**DOCUMENT SECTION**
* * * * * * * * *

# Part II: Extracting Variables from Local Raw Files

First run [Part I: get_monthly_death_list_1.ipynb](http://localhost:8888/notebooks/pt1_scrape_summary_pages.ipynb).

This notebook converts and consolidates the local JSON files from [Part I](http://localhost:8888/notebooks/pt1_scrape_summary_pages.ipynb) into one complete CSV files and extracts relevant variables and columns from each entry.

In [1]:
%matplotlib inline

In [2]:
import numpy as np
import pandas as pd
import re
import json
import csv

from os import listdir
from os.path import isfile, join
import sys
#reload(sys)
#sys.setdefaultencoding('utf-8')

from bs4 import BeautifulSoup as bs

### Helper functions

Cleaning should remove URL and ref tags instead of matching descriptions and URLs.

* * * * * * * * *

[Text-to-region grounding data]
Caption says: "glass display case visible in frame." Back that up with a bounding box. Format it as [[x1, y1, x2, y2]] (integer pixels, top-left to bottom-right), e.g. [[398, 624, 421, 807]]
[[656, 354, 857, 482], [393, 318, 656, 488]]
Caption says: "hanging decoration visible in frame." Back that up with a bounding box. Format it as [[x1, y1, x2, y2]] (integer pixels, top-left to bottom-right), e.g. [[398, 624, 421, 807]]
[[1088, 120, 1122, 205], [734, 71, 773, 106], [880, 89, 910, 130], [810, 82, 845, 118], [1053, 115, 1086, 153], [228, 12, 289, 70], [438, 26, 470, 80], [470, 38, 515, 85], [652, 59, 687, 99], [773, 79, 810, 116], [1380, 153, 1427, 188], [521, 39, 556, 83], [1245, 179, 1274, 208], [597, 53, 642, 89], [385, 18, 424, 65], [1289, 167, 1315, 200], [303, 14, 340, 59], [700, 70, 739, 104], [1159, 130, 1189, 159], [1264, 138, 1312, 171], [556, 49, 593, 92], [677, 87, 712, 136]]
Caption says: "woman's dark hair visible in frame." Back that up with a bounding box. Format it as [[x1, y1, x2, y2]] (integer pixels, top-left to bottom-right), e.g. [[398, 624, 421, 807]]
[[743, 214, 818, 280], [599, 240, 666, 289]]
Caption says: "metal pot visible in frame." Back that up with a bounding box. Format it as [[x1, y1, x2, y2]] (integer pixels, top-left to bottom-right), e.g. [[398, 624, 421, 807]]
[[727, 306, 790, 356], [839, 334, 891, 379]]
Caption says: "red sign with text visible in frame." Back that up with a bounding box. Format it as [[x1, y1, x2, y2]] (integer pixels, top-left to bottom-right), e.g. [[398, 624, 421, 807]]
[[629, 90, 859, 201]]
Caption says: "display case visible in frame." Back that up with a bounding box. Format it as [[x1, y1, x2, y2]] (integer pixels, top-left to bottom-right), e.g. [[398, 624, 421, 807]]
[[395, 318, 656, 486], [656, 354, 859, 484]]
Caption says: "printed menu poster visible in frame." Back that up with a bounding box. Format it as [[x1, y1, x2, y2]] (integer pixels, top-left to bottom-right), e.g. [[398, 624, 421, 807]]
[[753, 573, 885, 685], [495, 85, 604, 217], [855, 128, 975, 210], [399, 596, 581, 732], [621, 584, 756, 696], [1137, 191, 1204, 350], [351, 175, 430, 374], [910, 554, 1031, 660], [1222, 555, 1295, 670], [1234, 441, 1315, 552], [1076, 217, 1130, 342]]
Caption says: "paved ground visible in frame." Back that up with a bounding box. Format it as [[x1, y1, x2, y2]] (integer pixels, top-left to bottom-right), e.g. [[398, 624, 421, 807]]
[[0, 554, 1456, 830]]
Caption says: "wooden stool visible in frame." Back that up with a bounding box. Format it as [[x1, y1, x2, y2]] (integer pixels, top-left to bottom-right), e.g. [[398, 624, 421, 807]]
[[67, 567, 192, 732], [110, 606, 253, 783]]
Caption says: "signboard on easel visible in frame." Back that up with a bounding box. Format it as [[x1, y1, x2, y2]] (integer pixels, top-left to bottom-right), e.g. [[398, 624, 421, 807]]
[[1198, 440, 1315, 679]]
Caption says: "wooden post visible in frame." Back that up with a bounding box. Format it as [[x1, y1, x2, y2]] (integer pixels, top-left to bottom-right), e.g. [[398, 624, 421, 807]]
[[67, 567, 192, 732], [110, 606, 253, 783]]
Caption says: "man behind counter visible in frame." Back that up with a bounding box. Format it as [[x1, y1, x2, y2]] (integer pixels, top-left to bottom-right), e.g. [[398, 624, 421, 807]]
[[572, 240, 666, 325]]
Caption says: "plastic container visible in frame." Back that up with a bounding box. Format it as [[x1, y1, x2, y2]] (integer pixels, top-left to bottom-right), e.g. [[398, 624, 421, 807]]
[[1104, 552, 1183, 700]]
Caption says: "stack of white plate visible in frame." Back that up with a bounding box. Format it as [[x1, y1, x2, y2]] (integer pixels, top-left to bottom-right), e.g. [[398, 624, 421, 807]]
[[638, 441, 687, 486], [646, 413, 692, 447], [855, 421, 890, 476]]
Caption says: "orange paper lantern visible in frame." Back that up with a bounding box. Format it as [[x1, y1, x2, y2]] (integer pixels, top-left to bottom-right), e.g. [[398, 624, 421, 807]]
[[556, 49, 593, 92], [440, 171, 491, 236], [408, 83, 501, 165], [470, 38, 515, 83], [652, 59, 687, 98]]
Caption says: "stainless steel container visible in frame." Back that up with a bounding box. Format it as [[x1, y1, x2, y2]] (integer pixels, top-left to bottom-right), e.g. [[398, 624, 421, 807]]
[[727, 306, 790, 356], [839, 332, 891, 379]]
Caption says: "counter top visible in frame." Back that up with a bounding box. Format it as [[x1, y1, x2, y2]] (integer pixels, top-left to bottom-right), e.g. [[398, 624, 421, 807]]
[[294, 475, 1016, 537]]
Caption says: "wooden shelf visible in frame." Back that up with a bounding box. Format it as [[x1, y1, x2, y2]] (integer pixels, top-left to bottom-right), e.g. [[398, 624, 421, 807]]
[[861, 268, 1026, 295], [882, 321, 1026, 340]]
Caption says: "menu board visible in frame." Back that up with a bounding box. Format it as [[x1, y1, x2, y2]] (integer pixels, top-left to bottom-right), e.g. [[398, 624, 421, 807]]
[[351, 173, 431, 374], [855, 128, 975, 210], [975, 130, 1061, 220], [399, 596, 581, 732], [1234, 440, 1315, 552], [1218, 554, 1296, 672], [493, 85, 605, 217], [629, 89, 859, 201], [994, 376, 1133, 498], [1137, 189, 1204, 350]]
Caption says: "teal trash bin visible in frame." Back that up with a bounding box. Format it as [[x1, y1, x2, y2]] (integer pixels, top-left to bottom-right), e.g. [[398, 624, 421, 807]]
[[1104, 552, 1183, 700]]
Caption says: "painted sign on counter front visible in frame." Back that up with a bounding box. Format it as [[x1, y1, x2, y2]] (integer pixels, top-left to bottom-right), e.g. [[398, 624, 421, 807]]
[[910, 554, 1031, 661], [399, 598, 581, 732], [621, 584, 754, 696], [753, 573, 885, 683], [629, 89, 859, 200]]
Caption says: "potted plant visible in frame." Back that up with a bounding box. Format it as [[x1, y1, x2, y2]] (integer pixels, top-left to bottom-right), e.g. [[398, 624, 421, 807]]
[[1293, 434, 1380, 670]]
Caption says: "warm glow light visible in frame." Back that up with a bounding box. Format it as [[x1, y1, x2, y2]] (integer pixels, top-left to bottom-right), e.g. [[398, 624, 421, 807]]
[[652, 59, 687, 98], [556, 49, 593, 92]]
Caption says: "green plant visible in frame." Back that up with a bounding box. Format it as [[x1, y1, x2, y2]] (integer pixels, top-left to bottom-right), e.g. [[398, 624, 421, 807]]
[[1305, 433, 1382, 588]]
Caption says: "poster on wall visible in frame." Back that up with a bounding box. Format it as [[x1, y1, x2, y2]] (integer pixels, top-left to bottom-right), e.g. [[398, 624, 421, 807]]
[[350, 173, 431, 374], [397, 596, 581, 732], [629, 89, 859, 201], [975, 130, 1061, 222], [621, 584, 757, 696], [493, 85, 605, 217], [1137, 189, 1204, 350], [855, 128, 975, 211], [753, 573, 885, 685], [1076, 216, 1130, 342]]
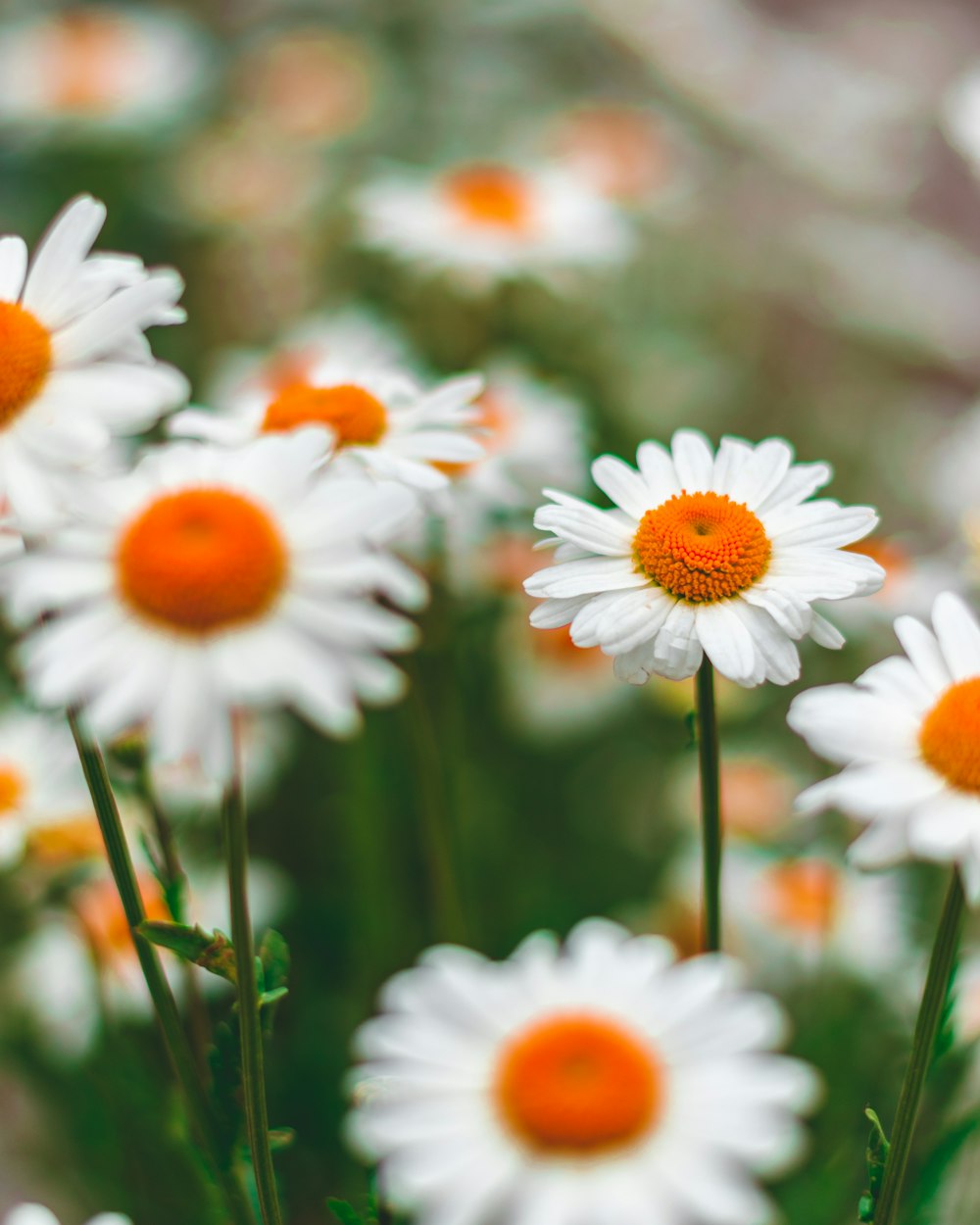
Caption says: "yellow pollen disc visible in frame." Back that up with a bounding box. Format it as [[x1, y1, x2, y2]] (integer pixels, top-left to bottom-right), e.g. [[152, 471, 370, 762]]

* * * * * * * * *

**ACTION ITEM**
Reproduce a passage from the Part II notebook text above verbatim, beginning at the words "#sys.setdefaultencoding('utf-8')" and stopping after the words "descriptions and URLs.".

**ANSWER TO THE EXERCISE**
#sys.setdefaultencoding('utf-8')

from bs4 import BeautifulSoup as bs

### Helper functions

Cleaning should remove URL and ref tags instead of matching descriptions and URLs.